▸ WORK TO COMPLETE
Gather every line in the listing below that contains the word "concrete".
-- Start of EXERCISE INPUTS --
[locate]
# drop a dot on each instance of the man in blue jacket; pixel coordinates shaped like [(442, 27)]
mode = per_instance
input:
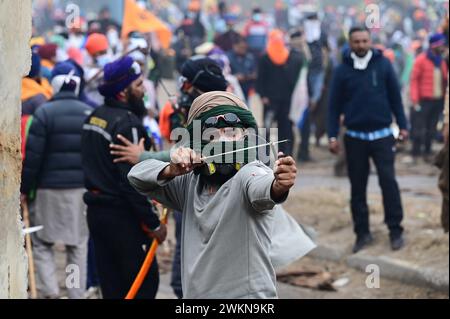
[(366, 93)]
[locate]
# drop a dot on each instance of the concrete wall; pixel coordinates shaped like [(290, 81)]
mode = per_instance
[(15, 57)]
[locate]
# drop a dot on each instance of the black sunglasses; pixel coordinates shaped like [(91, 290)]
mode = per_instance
[(229, 118)]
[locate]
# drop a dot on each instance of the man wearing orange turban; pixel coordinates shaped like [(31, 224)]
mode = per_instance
[(278, 74)]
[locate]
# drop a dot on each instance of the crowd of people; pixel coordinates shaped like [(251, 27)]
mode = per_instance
[(97, 152)]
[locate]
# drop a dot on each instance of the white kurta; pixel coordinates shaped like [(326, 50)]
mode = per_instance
[(227, 236)]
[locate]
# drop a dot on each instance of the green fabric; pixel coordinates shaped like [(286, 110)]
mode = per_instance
[(163, 156), (27, 126), (247, 121), (32, 194), (246, 117)]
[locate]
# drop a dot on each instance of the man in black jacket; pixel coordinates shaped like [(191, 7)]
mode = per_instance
[(53, 166), (121, 221), (278, 72)]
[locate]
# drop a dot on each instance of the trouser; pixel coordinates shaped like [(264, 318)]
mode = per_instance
[(305, 133), (46, 269), (424, 125), (120, 249), (382, 152), (443, 186), (279, 111), (92, 275), (175, 282), (315, 82)]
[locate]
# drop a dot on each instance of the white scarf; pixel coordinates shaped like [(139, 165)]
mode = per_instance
[(312, 30), (361, 63)]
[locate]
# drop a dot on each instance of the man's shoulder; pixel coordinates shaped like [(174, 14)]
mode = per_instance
[(255, 168)]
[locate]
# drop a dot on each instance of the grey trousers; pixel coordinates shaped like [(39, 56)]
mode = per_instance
[(46, 268), (62, 212)]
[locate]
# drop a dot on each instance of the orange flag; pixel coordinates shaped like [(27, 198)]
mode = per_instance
[(138, 19)]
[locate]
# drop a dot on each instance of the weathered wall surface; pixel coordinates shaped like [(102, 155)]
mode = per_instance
[(15, 56)]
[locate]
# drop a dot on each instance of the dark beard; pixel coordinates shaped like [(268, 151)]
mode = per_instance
[(137, 105)]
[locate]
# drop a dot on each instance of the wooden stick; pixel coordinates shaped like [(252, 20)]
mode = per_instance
[(32, 278)]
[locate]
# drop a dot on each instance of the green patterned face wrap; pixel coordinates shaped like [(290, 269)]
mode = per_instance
[(247, 121)]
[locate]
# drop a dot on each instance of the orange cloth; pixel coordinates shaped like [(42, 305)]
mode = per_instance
[(164, 120), (276, 49), (47, 63), (31, 88), (389, 54), (96, 43), (138, 19), (194, 6)]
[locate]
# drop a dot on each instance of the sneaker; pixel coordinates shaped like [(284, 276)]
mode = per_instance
[(397, 243)]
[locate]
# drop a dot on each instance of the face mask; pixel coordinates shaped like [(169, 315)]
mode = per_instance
[(75, 40), (137, 104), (103, 60), (61, 55), (257, 17)]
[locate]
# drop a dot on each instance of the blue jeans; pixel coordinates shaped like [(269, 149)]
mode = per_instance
[(315, 84), (382, 152)]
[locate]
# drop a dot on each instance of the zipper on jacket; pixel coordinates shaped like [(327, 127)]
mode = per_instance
[(374, 78)]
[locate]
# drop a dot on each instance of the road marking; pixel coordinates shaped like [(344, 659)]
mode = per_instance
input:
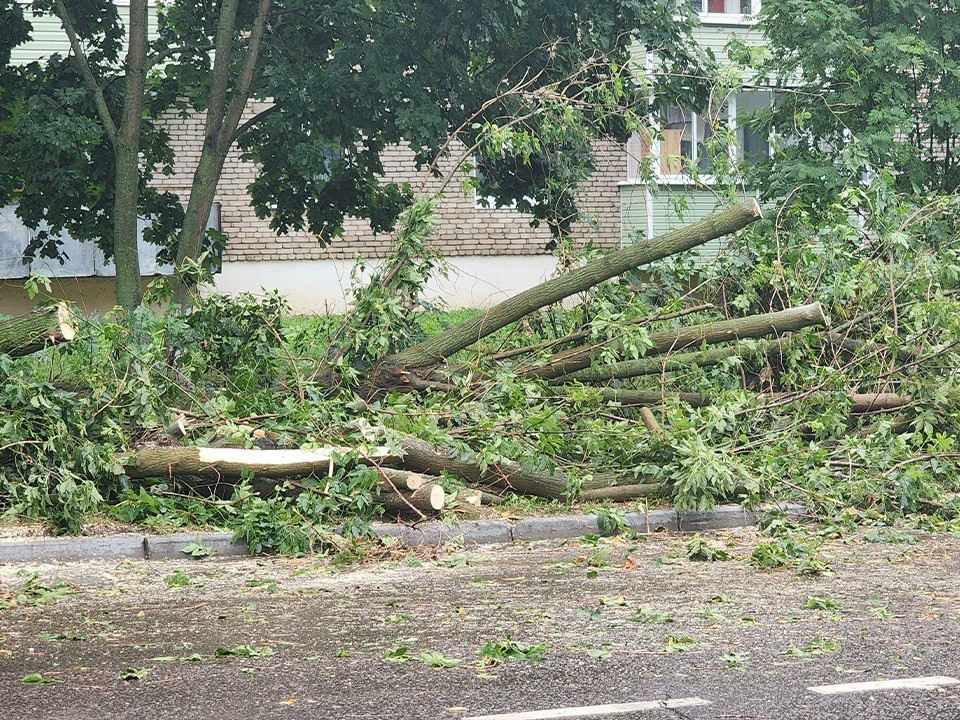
[(925, 683), (590, 710)]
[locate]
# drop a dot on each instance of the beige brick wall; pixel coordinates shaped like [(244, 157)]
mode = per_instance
[(464, 229)]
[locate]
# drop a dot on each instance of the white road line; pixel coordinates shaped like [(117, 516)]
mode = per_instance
[(591, 710), (925, 683)]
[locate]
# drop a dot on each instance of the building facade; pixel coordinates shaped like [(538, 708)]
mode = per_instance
[(491, 252)]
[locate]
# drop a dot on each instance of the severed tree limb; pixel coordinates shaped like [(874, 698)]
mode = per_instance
[(25, 334), (624, 492), (427, 498), (391, 370), (753, 326), (860, 403), (584, 334), (650, 422), (424, 457), (231, 463)]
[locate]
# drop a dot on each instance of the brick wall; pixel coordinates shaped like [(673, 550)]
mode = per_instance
[(464, 229)]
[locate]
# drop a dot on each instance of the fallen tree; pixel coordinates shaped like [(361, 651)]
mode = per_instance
[(26, 334), (420, 359), (231, 463)]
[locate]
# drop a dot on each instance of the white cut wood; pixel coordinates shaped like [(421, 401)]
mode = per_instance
[(593, 710), (224, 463), (930, 682), (249, 456)]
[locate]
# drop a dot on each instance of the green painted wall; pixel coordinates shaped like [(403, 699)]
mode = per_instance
[(673, 206), (677, 205), (48, 36)]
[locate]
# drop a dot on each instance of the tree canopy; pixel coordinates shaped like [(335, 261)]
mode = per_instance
[(877, 81), (334, 83)]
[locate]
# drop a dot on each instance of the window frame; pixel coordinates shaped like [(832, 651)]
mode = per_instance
[(635, 148), (715, 18)]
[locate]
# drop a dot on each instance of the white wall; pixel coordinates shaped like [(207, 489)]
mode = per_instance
[(321, 286)]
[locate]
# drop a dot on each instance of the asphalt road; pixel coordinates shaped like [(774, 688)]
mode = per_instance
[(625, 621)]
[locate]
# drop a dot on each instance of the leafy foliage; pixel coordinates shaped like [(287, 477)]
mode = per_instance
[(881, 73)]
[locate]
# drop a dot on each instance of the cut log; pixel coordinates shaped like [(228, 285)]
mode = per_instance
[(642, 398), (231, 463), (402, 479), (860, 403), (424, 457), (658, 364), (392, 370), (470, 497), (568, 363), (620, 493), (26, 334), (584, 334), (650, 422), (428, 498)]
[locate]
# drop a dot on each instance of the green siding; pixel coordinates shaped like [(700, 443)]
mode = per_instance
[(48, 36), (673, 207), (716, 37), (676, 205)]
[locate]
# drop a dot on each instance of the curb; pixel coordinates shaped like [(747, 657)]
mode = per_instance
[(433, 533)]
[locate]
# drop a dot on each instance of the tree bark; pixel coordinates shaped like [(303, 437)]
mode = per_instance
[(224, 111), (390, 371), (569, 364), (26, 334), (620, 493), (428, 498), (402, 479), (231, 463), (860, 403), (422, 456), (126, 251), (657, 364)]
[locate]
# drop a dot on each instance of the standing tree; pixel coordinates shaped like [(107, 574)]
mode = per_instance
[(878, 76), (334, 84)]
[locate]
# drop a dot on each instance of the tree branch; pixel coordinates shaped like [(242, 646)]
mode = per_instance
[(109, 126), (220, 78), (241, 91), (250, 122)]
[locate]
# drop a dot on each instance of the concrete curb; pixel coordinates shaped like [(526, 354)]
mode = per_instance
[(433, 533)]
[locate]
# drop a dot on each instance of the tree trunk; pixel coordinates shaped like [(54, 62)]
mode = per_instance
[(126, 251), (26, 334), (424, 457), (659, 364), (225, 108), (567, 364), (231, 463), (860, 403), (428, 498), (390, 371), (402, 479)]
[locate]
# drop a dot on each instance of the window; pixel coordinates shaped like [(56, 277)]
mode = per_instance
[(725, 11), (676, 147)]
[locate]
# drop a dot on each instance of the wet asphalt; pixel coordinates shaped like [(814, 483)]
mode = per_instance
[(616, 621)]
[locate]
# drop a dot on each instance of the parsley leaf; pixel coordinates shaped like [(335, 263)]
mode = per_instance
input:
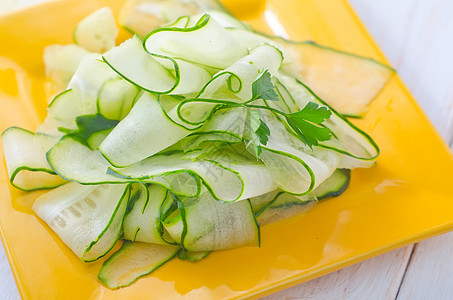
[(88, 127), (307, 124), (260, 132), (262, 88)]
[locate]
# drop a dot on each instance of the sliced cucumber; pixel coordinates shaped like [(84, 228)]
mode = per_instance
[(87, 218), (132, 261), (240, 180), (143, 16), (346, 81), (206, 224), (192, 256), (328, 71), (143, 222), (284, 206), (335, 185), (76, 162), (88, 80), (136, 138), (97, 32), (116, 98), (355, 147), (25, 156), (61, 62), (206, 43)]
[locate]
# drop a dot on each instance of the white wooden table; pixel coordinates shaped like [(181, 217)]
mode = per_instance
[(417, 37)]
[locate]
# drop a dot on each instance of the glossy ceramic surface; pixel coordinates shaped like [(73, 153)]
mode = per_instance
[(406, 197)]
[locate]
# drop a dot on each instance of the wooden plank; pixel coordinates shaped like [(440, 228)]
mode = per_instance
[(416, 36), (429, 275), (374, 279), (8, 288)]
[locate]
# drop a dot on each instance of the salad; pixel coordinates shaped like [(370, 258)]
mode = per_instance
[(189, 136)]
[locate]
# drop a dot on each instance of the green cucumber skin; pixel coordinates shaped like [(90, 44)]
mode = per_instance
[(125, 197), (337, 190), (124, 246)]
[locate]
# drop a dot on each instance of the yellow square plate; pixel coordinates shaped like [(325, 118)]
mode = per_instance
[(406, 197)]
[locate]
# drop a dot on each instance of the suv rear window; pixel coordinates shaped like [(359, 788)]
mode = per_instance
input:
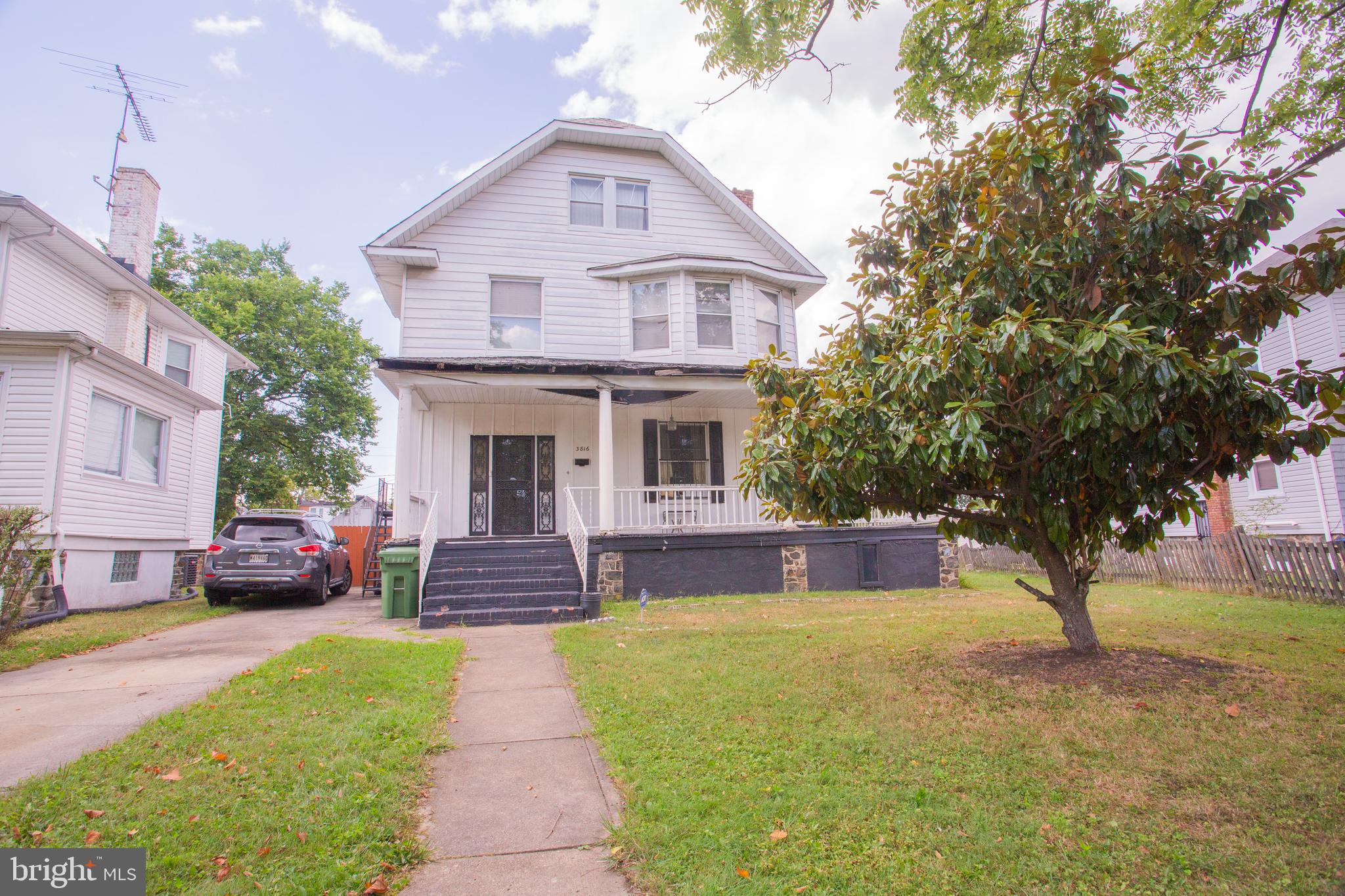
[(264, 531)]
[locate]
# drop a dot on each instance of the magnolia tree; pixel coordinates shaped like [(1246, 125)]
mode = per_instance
[(1052, 349)]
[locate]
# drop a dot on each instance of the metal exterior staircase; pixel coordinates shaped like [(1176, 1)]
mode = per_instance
[(479, 582), (380, 535)]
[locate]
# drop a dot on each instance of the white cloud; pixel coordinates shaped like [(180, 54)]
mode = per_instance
[(530, 16), (343, 28), (581, 105), (225, 27), (227, 62)]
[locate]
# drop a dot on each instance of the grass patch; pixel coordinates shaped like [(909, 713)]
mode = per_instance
[(85, 631), (291, 777), (894, 765)]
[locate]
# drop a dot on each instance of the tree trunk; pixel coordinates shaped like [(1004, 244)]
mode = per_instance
[(1070, 599)]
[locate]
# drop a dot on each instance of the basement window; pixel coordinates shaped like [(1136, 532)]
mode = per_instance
[(125, 566)]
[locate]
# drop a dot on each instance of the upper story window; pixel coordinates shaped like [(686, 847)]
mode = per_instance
[(1265, 477), (713, 314), (632, 206), (768, 320), (586, 202), (650, 316), (123, 441), (517, 314), (178, 362)]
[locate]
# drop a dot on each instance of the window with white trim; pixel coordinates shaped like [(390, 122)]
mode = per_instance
[(124, 441), (586, 202), (178, 362), (517, 314), (125, 566), (684, 453), (632, 205), (1265, 476), (713, 314), (650, 316), (768, 320)]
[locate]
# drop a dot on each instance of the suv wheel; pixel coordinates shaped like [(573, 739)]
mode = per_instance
[(318, 597)]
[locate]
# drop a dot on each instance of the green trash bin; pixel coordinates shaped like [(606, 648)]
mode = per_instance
[(401, 582)]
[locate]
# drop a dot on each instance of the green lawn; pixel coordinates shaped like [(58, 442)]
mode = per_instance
[(866, 733), (87, 631), (299, 777)]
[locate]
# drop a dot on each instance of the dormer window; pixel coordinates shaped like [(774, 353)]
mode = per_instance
[(650, 316), (586, 202), (517, 314), (768, 320), (632, 206), (178, 362)]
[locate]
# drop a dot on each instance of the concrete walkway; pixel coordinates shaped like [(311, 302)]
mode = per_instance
[(57, 711), (523, 801)]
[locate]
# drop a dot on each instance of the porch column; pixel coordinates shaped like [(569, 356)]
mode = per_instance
[(405, 463), (606, 463)]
-- End of EXERCISE INPUTS --
▸ RESULT
# drop a dot on each instance of the concrete wall; pixel coordinates shaped like [(290, 81)]
# drop a dot on each instance of the concrete curb; pixel coordinates shaped like [(526, 354)]
# drop a dot on each instance of the concrete walkway; pixel coordinates shaped like [(311, 302)]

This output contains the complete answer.